Start of Task data
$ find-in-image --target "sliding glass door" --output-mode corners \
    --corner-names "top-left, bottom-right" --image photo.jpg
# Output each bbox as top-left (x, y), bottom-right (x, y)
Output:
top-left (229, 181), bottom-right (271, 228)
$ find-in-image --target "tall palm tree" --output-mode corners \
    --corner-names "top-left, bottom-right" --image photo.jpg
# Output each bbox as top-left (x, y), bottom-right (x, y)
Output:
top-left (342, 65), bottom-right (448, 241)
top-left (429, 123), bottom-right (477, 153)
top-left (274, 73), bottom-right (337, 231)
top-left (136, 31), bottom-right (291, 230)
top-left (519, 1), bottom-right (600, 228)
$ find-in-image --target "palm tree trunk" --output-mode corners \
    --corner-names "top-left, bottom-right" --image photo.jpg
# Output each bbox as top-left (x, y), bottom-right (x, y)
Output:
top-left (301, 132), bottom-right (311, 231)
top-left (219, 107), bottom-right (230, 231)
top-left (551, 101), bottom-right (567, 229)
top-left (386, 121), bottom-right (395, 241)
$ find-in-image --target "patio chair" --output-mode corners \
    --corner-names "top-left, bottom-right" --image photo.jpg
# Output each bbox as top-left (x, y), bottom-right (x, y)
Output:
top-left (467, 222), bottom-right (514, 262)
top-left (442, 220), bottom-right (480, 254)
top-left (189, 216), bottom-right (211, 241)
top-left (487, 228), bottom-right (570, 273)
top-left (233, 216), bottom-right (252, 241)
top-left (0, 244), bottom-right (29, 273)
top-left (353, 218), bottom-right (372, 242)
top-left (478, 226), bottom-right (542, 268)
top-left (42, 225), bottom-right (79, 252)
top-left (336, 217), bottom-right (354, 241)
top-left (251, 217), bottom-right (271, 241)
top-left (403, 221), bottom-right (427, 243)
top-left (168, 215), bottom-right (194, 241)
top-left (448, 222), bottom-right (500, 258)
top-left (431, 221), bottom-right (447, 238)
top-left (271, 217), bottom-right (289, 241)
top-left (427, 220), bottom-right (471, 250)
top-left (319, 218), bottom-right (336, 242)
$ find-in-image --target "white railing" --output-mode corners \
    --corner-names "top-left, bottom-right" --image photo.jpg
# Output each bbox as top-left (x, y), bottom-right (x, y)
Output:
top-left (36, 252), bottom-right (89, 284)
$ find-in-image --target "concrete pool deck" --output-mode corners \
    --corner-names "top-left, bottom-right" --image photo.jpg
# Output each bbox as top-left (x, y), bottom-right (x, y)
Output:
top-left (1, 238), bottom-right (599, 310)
End of Task data
Prompt –
Copy each line from the records above that includes the string "corners".

Result of the task –
$ find-in-image --target "sliding glass door" --output-mode corners \
$ find-in-image --target "tall palm tree" --output-mode corners \
$ find-in-image --target "palm tree trunk" --output-mode corners \
$ find-in-image --target "patio chair" --output-mode corners \
$ find-in-image --target "white railing" --output-mode corners \
$ find-in-image --target "concrete pool deck" --output-mode corners \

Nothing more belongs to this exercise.